» Task material:
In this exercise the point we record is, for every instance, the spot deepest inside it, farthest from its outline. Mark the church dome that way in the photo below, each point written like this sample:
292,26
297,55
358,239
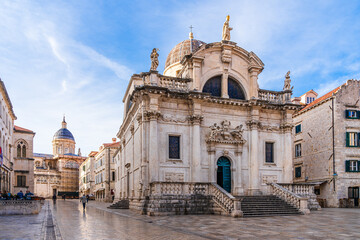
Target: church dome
63,133
182,49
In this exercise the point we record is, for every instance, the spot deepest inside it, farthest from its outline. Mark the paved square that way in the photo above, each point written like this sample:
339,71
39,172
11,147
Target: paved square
98,222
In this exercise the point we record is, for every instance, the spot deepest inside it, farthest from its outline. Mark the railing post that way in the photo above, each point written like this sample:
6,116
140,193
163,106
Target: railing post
304,206
236,212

» Given instruction: Copy all of the lines above word for word, leaving out the pictures.

» Written answer:
In this exercise the point we record is, for every instance, the spot deepest inside it, farthest from its outline. Mark the church dome that way in the photo below, each point written like this sample:
292,26
297,55
358,239
Target: church dome
63,133
182,49
In this exercise the point we record is, for every instance, the spot deepest inside it, farthest from its outline. Mark the paved square that way in the photo above, each point written like this sample:
339,71
39,172
11,147
Target: paved square
98,222
In this exercise the point we record is, for every instance, the spot deepest inside it, farthest from its outline. Mark the railing post that way in the photo above, each point written like this sample:
6,116
140,193
163,106
Target: railing post
304,206
236,212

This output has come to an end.